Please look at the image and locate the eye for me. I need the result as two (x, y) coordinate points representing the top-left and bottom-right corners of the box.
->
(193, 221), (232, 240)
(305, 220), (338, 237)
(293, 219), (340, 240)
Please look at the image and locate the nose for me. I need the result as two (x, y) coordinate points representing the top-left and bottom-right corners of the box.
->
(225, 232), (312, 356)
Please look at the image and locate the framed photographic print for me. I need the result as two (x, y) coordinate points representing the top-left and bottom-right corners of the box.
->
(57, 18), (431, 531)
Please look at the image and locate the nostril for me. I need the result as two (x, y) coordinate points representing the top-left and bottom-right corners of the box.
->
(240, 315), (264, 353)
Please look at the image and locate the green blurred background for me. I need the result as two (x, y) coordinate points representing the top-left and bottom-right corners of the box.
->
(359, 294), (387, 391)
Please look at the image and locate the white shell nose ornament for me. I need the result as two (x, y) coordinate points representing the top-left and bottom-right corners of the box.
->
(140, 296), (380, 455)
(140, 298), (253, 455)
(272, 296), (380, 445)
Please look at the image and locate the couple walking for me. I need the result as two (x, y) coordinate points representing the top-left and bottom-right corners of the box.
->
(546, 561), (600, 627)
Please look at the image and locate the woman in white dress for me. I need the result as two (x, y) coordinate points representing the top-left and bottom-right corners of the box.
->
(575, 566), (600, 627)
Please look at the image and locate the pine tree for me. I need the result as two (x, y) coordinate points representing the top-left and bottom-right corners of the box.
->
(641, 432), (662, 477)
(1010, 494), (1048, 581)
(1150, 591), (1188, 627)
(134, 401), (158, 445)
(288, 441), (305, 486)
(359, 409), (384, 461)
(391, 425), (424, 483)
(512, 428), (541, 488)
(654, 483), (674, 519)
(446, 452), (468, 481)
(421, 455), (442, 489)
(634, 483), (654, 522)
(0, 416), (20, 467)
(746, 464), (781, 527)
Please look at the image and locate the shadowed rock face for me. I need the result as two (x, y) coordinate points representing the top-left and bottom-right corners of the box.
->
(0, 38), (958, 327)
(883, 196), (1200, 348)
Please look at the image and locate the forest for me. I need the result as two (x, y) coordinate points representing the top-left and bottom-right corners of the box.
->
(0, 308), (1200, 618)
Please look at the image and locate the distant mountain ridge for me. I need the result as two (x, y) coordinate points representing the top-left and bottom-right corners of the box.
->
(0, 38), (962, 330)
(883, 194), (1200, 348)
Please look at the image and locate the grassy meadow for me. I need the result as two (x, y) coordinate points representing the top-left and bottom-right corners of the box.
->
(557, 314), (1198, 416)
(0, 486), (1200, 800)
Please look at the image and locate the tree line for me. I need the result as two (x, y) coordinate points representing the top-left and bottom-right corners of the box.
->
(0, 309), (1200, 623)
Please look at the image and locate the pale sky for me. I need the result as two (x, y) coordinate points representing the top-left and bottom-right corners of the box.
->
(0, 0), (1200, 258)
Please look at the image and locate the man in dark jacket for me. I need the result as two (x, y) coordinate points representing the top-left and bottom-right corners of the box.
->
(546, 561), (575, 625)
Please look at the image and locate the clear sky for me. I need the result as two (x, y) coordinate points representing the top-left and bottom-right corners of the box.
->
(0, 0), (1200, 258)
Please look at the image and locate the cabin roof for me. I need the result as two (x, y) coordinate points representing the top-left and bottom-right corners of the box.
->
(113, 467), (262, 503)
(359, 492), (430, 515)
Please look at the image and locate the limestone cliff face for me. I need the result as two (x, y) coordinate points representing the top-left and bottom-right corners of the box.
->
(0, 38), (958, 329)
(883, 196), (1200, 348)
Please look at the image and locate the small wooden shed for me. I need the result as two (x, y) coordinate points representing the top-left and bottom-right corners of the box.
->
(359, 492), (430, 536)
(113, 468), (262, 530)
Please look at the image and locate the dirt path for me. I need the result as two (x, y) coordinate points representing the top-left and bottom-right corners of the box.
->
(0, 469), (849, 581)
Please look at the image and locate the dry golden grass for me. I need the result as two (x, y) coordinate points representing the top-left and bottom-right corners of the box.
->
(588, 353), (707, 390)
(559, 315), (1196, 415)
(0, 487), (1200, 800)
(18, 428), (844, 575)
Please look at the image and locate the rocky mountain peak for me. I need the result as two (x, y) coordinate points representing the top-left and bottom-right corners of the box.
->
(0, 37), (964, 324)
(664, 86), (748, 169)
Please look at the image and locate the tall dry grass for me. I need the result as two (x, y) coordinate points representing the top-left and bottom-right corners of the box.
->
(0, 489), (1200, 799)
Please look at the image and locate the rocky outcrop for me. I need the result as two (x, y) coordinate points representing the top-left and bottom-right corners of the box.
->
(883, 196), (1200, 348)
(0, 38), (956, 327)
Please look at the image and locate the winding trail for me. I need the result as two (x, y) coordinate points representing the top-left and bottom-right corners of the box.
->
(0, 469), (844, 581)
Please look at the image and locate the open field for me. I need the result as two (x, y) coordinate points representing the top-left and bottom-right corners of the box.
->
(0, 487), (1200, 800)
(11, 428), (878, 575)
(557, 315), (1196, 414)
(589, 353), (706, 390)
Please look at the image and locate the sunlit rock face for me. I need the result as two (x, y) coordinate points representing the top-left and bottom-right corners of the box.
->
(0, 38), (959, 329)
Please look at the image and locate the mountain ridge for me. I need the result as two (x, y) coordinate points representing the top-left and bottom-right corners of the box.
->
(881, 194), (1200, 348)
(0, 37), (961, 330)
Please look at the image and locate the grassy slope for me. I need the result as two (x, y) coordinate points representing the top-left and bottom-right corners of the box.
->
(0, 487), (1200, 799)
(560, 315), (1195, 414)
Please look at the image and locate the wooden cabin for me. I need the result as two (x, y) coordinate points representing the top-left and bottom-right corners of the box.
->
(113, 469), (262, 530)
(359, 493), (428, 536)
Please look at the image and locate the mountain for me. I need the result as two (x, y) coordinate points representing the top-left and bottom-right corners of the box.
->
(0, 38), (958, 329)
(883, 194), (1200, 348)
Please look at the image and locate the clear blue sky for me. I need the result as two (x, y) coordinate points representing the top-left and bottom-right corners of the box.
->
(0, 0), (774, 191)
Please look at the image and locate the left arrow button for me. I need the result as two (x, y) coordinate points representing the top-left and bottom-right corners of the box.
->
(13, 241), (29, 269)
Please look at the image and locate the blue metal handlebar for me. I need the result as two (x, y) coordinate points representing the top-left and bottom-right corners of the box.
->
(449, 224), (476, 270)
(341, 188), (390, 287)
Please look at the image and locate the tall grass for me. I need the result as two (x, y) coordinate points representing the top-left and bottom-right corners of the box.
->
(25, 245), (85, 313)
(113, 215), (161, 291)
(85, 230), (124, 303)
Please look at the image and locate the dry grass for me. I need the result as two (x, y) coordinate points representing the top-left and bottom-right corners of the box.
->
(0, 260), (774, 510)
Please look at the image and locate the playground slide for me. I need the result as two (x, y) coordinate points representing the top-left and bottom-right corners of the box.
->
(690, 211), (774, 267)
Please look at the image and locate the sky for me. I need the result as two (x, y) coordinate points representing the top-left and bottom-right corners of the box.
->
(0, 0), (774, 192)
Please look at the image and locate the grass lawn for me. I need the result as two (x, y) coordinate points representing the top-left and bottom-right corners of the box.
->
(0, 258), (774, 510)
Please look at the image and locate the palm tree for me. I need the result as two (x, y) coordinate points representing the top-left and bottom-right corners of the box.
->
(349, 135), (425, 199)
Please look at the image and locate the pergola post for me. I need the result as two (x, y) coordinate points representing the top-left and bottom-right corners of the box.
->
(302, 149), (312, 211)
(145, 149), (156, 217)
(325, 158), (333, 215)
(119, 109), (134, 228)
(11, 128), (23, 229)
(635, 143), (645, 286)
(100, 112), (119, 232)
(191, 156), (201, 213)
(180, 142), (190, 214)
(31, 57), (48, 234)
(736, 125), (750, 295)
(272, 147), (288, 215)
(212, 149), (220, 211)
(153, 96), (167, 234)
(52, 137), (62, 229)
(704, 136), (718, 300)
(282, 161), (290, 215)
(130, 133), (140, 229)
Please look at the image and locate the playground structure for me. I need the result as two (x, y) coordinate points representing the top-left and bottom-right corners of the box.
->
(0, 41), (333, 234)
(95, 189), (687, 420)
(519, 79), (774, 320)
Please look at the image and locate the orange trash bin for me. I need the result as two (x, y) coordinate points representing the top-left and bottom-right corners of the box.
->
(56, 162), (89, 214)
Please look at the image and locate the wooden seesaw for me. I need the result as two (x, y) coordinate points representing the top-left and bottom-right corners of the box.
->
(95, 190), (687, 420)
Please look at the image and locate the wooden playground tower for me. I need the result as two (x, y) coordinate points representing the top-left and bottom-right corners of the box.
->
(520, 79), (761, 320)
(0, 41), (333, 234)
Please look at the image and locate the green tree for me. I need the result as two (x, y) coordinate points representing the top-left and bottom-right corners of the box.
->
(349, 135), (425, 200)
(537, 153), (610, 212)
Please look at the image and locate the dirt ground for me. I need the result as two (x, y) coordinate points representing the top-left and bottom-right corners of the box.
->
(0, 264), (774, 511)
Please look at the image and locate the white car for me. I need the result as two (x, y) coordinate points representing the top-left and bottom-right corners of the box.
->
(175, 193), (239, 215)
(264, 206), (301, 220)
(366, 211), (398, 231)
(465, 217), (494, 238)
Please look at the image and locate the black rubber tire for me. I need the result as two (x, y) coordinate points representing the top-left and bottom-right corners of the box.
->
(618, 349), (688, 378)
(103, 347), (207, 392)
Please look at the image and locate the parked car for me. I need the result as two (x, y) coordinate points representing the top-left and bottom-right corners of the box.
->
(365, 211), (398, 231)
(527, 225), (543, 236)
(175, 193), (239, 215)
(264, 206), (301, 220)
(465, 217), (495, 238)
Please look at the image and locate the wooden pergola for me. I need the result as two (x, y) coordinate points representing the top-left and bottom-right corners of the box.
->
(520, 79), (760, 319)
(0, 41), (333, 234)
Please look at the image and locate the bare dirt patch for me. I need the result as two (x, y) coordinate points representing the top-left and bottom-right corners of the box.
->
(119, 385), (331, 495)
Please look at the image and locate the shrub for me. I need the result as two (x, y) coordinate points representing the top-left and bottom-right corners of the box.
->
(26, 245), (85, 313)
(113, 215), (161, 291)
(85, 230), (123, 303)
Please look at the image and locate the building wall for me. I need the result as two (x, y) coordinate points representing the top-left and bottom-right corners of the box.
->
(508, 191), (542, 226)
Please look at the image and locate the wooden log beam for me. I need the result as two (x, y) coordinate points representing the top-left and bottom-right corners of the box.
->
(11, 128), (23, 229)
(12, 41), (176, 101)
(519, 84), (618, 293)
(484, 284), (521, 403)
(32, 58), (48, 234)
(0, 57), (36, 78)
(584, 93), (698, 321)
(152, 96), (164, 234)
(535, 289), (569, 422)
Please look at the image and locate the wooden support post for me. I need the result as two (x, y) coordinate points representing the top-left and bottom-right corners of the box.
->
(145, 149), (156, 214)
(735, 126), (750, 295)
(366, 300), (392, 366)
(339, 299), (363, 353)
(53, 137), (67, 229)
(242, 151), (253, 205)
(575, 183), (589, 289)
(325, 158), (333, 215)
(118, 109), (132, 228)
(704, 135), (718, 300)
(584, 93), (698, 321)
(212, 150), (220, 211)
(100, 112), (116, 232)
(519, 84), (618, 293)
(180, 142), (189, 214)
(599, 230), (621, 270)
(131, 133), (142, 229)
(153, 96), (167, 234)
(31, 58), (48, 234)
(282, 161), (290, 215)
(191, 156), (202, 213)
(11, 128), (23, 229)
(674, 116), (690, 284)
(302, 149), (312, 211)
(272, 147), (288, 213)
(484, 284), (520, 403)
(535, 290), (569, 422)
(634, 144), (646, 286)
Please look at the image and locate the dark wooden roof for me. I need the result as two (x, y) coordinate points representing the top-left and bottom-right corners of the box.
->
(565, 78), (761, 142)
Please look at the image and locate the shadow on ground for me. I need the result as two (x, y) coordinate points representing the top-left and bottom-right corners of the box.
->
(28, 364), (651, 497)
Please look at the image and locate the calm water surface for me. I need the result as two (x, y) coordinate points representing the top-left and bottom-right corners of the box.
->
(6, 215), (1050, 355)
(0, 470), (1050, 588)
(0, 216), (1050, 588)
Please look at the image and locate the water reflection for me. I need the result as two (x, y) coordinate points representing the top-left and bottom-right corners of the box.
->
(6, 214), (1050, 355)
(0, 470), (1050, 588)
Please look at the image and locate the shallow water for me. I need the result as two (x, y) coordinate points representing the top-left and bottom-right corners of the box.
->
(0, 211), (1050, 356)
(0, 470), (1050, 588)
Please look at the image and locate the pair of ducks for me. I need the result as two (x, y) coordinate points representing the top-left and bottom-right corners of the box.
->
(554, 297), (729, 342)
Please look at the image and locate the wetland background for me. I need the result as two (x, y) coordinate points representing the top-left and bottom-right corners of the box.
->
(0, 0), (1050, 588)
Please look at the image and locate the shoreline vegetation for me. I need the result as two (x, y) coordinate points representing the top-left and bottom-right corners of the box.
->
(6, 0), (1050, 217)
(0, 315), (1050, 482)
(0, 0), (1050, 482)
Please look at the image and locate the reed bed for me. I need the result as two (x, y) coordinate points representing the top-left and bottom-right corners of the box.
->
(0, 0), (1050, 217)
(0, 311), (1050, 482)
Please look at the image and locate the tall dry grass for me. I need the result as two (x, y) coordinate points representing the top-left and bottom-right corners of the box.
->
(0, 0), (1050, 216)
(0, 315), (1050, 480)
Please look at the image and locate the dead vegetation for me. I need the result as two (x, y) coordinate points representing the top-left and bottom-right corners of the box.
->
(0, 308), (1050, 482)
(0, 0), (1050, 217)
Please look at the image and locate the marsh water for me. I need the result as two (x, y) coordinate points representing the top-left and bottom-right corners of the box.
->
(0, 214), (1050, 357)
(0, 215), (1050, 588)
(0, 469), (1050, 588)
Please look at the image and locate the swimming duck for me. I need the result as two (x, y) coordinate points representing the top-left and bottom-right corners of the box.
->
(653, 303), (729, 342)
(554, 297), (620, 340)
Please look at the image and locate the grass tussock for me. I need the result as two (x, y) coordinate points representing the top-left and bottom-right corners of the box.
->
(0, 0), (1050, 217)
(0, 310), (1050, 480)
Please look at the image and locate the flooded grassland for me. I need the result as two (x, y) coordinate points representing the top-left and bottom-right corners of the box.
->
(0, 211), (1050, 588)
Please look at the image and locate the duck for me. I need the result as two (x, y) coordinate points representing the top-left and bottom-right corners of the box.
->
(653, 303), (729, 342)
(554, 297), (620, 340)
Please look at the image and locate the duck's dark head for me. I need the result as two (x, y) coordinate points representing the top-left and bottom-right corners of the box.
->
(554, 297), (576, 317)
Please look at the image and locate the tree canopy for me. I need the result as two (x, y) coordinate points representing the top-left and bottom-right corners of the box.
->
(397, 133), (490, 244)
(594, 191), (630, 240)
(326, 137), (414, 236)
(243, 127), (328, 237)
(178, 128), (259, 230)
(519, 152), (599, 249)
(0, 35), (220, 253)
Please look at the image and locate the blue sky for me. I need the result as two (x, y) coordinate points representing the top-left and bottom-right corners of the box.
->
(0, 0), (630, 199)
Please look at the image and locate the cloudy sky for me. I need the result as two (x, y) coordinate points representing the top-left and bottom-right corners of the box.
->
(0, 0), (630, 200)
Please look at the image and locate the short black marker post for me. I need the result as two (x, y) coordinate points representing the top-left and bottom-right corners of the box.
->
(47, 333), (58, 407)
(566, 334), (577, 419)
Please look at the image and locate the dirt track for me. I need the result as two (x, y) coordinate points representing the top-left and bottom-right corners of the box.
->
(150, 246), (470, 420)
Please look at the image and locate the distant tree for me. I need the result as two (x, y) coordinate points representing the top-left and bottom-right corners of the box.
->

### What the task asks
Write out the rows above word for word, beginning at the line containing "Please look at the image and locate the blue metal" and continuing through the line containing "(349, 135), (425, 199)".

### Answer to this problem
Please look at the image and locate the blue metal handlebar for me. I need the result as two (x, y) coordinate points representing the top-left and bottom-right corners of the box.
->
(449, 224), (476, 270)
(341, 188), (390, 287)
Please look at the image and locate the tall grass for me. I need the result as two (x, y) coordinate points representing the top-left and bottom-right corners of the box.
->
(25, 245), (85, 313)
(113, 215), (161, 291)
(85, 230), (124, 303)
Please look at the image and locate the dry grass for me. I need the result as two (x, y) coordinate points representing the top-left and bottom-right corners of the box.
->
(0, 260), (774, 510)
Please look at the image and locate the playground slide for me. I need the result as two (x, y) coordinate points representing the top-left and bottom-right corners of the box.
->
(690, 211), (774, 267)
Please look at the image and locate the sky for me. I need the result as two (x, y) coordinate points representing the top-left and bottom-right corners of the box.
->
(0, 0), (774, 192)
Please look at the image and locate the grass lawn for me. I need the result as two (x, y) coordinate points representing the top-left and bottom-right corners of the box.
->
(0, 258), (774, 510)
Please look at the image and locate the palm tree for me. I need the result as two (x, y) coordinate points representing the top-left and bottom-right corners of the box.
->
(349, 135), (425, 199)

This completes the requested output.